### Extrait du texte
En 2016, elle était déjà prise en charge de manière stationnaire en psychiatrie avant de partir à l’étranger dans des cliniques spécialisées et un retour à la psychiatrie pour adultes au Kirchberg. Mais tous ces traitements n’aide pas Letizia à aller mieux, et même si elle a fini par accepter son trouble de la personnalité, il lui arrive encore souvent de passer d’un extrême à l’autre.
Elle continue son combat avec beaucoup de travail sur soi et elle voudrait suivre une thérapie dialectique du comportement, une méthode souvent utilisée chez les patients borderline tout comme les personnes qui souffrent de comportement suicidaire chronique. Mais il n’est pas simple de trouver une place dans ces thérapies, même si elle est proposée au Luxembourg mais seulement à destination des jeunes âgés jusqu’à 18 ans. Elle a abandonné les cliniques publiques à l’étranger et les établissements privés sont trop chers, même si les frais sont partiellement pris en charge par la CNS. Mais il faut débourser une somme considérable avant d’être remboursé, et à parfois 500 euros la journée pour un séjour pouvant durer jusqu’à 2 mois, ce n’est pas réalisable.
Sa caisse complémentaire refuse de payer pour ces séjours thérapeutiques car elle est déjà passée par la psychiatrie en 2016 et cela enfreint les obligations. Les autres assurances maladies ne l’acceptent pas non plus en tant que cliente car son dossier est trop onéreux. Elle doit donc payer une partie de ses médicaments, ce que la CNS ne rembourse pas, soit 50 euros toutes les 2, 3 semaines.
Une clinique d’Aix-la-Chapelle en Allemagne pourrait peut-être l’accueillir après un premier rendez-vous de présentation, tout comme un hôpital à Munich en Bavière, mais seulement à partir du mois d’octobre. “Tout dure très longtemps et je perds beaucoup de temps, en plus j’ai droit au chômage seulement jusqu’en septembre et je voudrais reprendre le travail, mais au plus la thérapie se fait attendre, au plus je dois retarder tous mes plans”, soupire Letizia.
Letizia bénéfice cependant du statut de personne handicapée, et même s’il s’agit d’une sorte d’étiquette qu’on lui colle à la peau, cela la rassure quand même: “quand je vais travailler, mon chef connaît ma situation, il en est informé et sais très bien pourquoi cela ne va pas bien du tout, cela m’enlève de la pression. Et si rien ne va plus, je peux encore aller travailler dans un atelier protégé, c’est une autre solution”.

### Consignes
A – D'après l'extrait sur Letizia, combien peut coûter une journée dans un établissement privé ?
B – Dites si chacune de ces affirmations correspond à l'extrait sur Letizia, en citant les mots du texte qui permettent de trancher : (i) Au Luxembourg, la thérapie dialectique du comportement est ouverte à tous les âges. (ii) Letizia a droit au chômage jusqu'en septembre. (iii) La CNS rembourse tous les médicaments de Letizia.
C – Écrivez en quelques phrases la suite de l'extrait sur Letizia, à partir de sa dernière phrase.
La liste est un contenu à part, sans rapport avec le texte.

### Données fournies

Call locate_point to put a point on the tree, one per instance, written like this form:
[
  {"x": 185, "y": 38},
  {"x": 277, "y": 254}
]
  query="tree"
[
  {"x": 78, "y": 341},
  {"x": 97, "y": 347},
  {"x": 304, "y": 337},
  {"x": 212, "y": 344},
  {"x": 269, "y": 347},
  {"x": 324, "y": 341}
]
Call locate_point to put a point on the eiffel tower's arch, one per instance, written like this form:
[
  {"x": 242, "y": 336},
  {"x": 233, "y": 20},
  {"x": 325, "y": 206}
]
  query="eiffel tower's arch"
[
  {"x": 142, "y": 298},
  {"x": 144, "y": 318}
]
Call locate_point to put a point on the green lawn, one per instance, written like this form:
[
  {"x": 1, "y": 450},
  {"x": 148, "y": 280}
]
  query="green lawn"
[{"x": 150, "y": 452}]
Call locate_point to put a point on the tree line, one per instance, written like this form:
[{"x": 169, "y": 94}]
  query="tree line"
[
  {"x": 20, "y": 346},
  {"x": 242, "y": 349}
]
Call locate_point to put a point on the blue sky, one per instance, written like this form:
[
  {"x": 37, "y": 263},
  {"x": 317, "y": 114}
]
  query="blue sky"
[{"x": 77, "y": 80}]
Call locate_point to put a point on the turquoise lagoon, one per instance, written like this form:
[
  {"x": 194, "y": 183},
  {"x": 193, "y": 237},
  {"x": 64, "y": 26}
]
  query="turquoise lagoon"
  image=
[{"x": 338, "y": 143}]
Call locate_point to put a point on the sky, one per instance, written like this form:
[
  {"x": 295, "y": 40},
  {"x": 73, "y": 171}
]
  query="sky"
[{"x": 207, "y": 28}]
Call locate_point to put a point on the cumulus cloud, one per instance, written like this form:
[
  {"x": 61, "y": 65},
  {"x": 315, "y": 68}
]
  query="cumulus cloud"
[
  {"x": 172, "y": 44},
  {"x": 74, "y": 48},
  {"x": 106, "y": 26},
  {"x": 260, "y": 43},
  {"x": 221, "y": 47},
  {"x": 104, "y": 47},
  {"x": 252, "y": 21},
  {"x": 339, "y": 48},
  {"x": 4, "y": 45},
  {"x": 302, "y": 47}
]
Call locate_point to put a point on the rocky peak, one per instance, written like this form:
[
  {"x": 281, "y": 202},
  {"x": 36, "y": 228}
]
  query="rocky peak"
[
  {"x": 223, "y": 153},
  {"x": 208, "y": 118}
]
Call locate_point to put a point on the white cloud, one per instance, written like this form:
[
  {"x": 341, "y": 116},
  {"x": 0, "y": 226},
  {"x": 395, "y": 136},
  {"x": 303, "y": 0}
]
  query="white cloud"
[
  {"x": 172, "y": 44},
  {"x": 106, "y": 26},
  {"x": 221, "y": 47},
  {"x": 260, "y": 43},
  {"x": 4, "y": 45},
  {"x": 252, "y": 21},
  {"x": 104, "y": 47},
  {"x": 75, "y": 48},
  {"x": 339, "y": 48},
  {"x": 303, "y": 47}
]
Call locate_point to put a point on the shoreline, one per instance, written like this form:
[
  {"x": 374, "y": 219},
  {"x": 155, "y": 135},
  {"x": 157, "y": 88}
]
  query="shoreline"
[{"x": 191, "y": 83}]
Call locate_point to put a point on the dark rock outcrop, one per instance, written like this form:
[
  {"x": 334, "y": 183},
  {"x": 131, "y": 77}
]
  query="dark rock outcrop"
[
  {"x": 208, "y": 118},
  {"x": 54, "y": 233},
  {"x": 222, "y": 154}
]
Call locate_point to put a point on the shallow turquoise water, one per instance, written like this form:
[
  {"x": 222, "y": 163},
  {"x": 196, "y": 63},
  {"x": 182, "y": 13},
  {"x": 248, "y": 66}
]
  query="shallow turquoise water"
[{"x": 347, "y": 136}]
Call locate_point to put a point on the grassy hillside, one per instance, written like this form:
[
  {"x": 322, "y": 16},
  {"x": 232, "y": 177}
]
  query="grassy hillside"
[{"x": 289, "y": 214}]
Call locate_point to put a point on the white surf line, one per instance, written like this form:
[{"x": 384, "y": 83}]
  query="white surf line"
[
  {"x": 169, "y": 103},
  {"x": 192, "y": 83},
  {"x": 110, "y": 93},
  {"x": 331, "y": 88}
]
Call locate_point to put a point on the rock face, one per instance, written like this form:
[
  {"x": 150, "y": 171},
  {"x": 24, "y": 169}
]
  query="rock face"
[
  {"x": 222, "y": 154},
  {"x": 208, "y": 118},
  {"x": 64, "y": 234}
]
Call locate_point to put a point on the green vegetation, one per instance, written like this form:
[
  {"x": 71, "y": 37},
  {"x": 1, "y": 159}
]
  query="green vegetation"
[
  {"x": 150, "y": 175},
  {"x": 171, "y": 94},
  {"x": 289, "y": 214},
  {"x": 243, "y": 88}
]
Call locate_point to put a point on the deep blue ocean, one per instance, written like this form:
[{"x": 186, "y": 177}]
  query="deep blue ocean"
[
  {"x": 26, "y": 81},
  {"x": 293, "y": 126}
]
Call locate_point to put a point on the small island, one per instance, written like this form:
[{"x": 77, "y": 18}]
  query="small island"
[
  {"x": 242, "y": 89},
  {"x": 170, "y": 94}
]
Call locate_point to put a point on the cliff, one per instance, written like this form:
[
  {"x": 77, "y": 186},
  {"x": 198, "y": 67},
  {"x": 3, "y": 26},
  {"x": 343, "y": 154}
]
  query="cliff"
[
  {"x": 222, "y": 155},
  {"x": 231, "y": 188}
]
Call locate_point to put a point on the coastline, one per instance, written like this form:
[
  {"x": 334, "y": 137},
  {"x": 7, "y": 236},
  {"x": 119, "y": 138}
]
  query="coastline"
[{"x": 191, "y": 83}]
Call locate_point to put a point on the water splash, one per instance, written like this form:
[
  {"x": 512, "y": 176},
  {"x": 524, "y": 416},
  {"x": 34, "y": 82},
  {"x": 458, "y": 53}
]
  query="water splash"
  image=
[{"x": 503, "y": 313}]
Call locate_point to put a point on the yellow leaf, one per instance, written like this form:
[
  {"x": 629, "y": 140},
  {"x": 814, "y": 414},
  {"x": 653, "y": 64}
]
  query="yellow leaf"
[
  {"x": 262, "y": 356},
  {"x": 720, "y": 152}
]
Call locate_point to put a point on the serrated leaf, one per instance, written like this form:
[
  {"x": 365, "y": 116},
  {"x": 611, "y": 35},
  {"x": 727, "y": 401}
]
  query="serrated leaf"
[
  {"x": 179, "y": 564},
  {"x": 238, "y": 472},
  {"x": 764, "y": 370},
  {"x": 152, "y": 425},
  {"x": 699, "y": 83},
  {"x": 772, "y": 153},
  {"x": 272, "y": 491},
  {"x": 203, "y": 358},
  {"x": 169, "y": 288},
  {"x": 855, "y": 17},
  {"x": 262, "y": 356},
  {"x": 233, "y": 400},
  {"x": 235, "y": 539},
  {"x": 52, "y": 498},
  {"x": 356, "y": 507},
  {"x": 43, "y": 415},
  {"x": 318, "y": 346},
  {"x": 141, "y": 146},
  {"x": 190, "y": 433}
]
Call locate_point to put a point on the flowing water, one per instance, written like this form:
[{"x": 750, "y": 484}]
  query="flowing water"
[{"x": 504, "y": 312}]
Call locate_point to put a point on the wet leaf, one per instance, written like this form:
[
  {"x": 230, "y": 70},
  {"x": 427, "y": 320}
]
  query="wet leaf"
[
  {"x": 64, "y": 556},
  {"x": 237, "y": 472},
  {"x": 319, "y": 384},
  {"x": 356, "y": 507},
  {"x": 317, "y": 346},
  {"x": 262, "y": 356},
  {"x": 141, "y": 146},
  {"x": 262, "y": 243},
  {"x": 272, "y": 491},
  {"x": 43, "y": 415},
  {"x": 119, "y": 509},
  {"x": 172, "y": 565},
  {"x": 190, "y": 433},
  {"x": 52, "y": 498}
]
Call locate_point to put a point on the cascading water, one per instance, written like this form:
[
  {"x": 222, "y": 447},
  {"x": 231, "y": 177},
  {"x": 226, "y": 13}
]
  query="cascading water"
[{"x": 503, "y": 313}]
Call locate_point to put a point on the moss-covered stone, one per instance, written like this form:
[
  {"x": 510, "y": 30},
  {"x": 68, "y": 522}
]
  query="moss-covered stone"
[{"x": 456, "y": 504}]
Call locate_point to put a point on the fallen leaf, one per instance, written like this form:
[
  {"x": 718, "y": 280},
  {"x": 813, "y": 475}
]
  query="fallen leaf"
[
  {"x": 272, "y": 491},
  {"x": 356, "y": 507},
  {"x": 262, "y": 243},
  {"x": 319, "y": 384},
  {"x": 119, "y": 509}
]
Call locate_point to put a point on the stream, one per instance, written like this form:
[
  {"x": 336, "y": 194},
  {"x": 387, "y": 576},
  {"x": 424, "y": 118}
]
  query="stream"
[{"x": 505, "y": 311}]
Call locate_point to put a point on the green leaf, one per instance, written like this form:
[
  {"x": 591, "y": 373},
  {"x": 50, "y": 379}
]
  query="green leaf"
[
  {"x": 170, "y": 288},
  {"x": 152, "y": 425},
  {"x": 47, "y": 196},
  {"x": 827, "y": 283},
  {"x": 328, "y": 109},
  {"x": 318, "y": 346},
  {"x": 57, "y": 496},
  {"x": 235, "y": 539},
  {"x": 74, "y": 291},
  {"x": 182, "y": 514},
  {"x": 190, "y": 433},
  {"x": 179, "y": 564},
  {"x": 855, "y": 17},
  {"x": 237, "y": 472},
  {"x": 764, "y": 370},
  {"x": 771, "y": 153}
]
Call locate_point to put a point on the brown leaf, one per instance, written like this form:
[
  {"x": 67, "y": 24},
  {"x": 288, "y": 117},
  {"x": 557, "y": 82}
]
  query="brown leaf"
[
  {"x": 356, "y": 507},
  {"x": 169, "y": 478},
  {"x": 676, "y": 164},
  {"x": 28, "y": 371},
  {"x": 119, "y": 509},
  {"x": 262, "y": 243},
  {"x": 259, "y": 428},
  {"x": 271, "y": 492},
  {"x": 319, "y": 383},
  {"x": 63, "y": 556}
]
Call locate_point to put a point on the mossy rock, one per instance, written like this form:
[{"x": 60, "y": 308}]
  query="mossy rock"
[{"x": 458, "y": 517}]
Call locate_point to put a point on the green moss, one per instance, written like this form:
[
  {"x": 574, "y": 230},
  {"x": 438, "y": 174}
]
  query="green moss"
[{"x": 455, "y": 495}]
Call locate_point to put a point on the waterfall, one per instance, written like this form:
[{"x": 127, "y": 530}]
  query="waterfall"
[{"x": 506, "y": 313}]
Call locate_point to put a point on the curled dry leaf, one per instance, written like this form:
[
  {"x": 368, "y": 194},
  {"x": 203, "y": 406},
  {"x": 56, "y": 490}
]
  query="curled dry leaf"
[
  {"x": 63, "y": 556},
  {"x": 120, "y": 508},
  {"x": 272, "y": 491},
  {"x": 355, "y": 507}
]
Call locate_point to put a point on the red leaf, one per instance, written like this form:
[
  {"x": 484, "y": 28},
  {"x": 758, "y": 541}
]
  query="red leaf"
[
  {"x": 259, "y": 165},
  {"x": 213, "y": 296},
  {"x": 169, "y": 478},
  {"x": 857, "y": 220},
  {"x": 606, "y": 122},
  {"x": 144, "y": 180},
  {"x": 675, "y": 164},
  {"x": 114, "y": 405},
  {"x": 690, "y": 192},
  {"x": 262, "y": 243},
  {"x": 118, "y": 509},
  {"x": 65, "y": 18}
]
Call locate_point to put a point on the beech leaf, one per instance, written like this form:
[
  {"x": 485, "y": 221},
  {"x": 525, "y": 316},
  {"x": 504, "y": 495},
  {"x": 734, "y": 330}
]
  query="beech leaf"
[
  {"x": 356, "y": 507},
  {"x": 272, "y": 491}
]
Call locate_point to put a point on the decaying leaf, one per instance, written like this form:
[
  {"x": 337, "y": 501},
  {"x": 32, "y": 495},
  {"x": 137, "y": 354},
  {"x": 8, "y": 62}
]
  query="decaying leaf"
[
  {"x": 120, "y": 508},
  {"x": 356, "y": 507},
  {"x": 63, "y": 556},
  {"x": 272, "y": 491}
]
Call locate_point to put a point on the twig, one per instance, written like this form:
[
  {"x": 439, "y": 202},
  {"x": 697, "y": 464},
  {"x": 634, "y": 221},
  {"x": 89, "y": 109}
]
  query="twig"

### Réponses dans l'ordre
A – Parfois 500 euros la journée.

B –
(i) Non : « seulement à destination des jeunes âgés jusqu’à 18 ans ».
(ii) Oui : « j’ai droit au chômage seulement jusqu’en septembre ».
(iii) Non : « Elle doit donc payer une partie de ses médicaments, ce que la CNS ne rembourse pas ».

C –
Il y a des moments où Letizia maudit son trouble de la personnalité car cela rend sa vie compliquée et épuisante, mais le fait d’être borderline fait également partie de sa vie. Malgré tous ces problèmes, être borderline a également des aspects positifs, cela la rend plus ouverte, plus motivée à découvrir et à tester tout ce qu’elle veut.
La jeune femme de 21 ans se donne désormais à fond dans sa carrière de mannequin, mais elle se verrait aussi bien travailler en tant qu’animatrice ou dans le domaine des médias.

Letizia n’a aucun problème à parler de son trouble de la personnalité, car cela fait partie justement de son personnage: “je ne m’en cache pas mais si je rencontre quelqu’un, ce n’est pas la première chose que je vais évoquer. Cela fait partie de mon quotidien et de ma vie, et cela ne va jamais s’en aller. Tout ce que je peux faire est apprendre à mieux le gérer et vivre avec”.
Cela vaut pour de nombreuses maladies psychiques et troubles de la personnalité ou du comportement. Il faut effectivement l’accepter et apprendre à construire une vie autour de cet aspect, afin de mieux vivre avec les désavantages mais aussi les avantages qui l’accompagnent.
Les personnes ayant des pensées suicidaires peuvent trouver de l’aide auprès de SOS détresse au numéro de téléphone suivant: (+352) 45 45 45 ou en ligne sur www.prevention.suicide.lu.